**** Source

The load balancer is now ready to direct traffic to the sites we create in ECS

Creating Services

Each site is a docker container running in ECS (or if the container handles multi-tenancy one container may service multiple sites). This provides us with immutable infrastructure, rather than servers we update as we make changes. If a container is compromised it is simply terminated and replaced. Ideally the container is configured to require no local changes at runtime, even for ephemeral state, so that we can use read-only file systems further reducing the chance of a compromise. This assumes, of course, that you do not permit executable code to be stored in your persistence layer.

Add a routing rule to the load balancer

Goto EC2
Select Load Balancers from Load Balancing
Select the load balancer
Select HTTPS listener
Select Add Rule
Click Next
Add Host header condition for the target domain
Confirm and click Next
Set Routing action to Forward to target groups
Create a target group as described above or pick the previously created target group if this is the first site we're setting up
Pick some priority and click Next
- priority doesn't matter since all our rules will be host header rules that either match or don't
Click Create

Upload Application Container to ECR

Go to ECR
Create a private repository for the application
Upload the container (see View Push Commands for details)

Create IAM Policies & Roles

Every service requires two roles: - A Task Role - providing the permissions that your application needs - e.g. appropriate S3 permissions for persistence - for illustration we'll grant full s3 access to the publicly readable bucket that the site will use for its media storage - A Task Execution Role - providing permission to run the task - since we'll use env files, we'll need appropriate s3 access to the private bucket we keep env files in

Public S3 Policy

This assumes that your site uses S3 for some file storage that is exposed publicly. If it doesn't skip to the next section. Further assuming bucket sample-site-public in which objects can be public, we create a policy so that our container can write files to it.

Go to IAM
Select Policies
Click Create Policy

Select the JSON policy editor and add the following:

{
    "Version": "2012-10-17",
    "Statement": [
        {
            "Sid": "VisualEditor0",
            "Effect": "Allow",
            "Action": [
                "s3:PutObject",
                "s3:GetObject",
                "s3:ListBucket",
                "s3:DeleteObject",
                "s3:GetBucketLocation"
            ],
            "Resource": [
                "arn:aws:s3:::sample-site-public/*",
                "arn:aws:s3:::sample-site-public"
            ]
        }
    ]
}

Set the name to sample-site.s3.editor
Create the policy

Task Role

Go to IAM
Select Roles
Select AWS Service as Trusted Entity Type
Select Elastic Container Service as Use case
Select Elastic Container Service Task
Attach sample-site.s3.editor to role (if you are using S3 for public file storage)
Set the name to sample-site.task
Create role

Private S3 Policy

Assuming private bucket sample-site-private, we create a policy so that our task can read our environment file prod.env. We use separate buckets, so that we can't accidentally expose our secrets with a rogue permission change on the media bucket.

Go to IAM
Select Policies
Click Create Policy

Select the JSON policy editor and add the following:

{
    "Version": "2012-10-17",
    "Statement": [
        {
            "Effect": "Allow",
            "Action": [
                "s3:GetObject"

********
**** Records

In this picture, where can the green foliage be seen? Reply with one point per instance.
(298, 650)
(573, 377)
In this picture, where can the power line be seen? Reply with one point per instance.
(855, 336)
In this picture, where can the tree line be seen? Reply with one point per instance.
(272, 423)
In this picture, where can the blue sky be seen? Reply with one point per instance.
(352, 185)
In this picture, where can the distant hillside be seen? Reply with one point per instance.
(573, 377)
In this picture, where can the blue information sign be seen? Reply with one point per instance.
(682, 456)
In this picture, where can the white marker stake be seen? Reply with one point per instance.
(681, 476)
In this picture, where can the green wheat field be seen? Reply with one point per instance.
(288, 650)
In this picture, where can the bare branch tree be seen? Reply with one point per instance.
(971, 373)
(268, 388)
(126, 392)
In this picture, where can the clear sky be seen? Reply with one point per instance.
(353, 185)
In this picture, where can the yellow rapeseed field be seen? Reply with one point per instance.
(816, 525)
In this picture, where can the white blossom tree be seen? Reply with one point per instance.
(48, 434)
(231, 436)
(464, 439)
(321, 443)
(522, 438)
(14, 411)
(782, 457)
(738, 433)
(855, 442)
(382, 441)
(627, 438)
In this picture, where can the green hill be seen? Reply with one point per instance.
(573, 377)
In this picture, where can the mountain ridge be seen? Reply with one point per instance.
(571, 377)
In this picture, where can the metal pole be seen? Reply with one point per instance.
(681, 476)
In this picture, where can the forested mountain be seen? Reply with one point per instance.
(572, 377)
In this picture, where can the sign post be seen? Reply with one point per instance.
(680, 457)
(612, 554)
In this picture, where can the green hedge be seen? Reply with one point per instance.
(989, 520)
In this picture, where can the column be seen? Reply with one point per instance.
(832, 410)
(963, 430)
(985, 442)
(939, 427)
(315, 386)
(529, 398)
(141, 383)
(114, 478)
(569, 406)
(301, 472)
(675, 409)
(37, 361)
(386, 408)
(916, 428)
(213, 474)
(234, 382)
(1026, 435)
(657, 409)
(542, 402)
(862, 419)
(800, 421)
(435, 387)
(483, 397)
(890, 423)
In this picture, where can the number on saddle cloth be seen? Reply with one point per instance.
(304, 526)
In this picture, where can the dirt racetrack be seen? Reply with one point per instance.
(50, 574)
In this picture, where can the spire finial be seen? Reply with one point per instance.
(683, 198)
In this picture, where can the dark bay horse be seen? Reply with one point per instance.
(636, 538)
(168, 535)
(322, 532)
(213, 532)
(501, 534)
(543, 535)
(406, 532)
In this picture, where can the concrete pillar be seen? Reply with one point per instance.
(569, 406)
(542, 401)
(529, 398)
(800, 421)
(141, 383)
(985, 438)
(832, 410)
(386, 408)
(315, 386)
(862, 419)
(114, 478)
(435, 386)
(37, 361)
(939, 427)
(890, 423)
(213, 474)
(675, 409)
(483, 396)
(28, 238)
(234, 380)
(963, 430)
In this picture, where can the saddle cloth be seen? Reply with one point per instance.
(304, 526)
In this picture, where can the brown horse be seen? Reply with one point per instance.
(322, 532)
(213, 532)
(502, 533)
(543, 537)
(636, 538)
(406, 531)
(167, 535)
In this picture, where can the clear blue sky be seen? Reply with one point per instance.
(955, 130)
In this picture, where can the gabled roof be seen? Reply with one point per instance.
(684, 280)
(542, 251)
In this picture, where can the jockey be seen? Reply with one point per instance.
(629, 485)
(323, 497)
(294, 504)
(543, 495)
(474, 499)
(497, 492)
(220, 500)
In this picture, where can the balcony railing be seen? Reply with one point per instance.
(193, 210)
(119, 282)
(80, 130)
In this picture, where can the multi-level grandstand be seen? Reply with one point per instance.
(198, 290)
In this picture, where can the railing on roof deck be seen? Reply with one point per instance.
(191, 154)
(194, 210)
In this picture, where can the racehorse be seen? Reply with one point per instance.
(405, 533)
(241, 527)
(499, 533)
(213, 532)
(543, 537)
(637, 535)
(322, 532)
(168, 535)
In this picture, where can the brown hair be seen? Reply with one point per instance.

********

**Parts of the exercise**
[1] Please say whether each statement agrees with the ECS setup guide above, answering yes or no and quoting the deciding words from the guide. (a) The priority chosen for a routing rule matters. (b) Every service needs two roles. (c) The environment file and the public media are kept in one bucket.
[2] From the ECS setup guide, return word for word the part that opens with the words containing "Create IAM Policies" and closes with "files to it.".

**Solutions by task**
[1]
(a) No: "priority doesn't matter since all our rules will be host header rules that either match or don't"
(b) Yes: "Every service requires two roles"
(c) No: "We use separate buckets, so that we can't accidentally expose our secrets with a rogue permission change on the media bucket."

[2]
Create IAM Policies & Roles

Every service requires two roles: - A Task Role - providing the permissions that your application needs - e.g. appropriate S3 permissions for persistence - for illustration we'll grant full s3 access to the publicly readable bucket that the site will use for its media storage - A Task Execution Role - providing permission to run the task - since we'll use env files, we'll need appropriate s3 access to the private bucket we keep env files in

Public S3 Policy

This assumes that your site uses S3 for some file storage that is exposed publicly. If it doesn't skip to the next section. Further assuming bucket sample-site-public in which objects can be public, we create a policy so that our container can write files to it.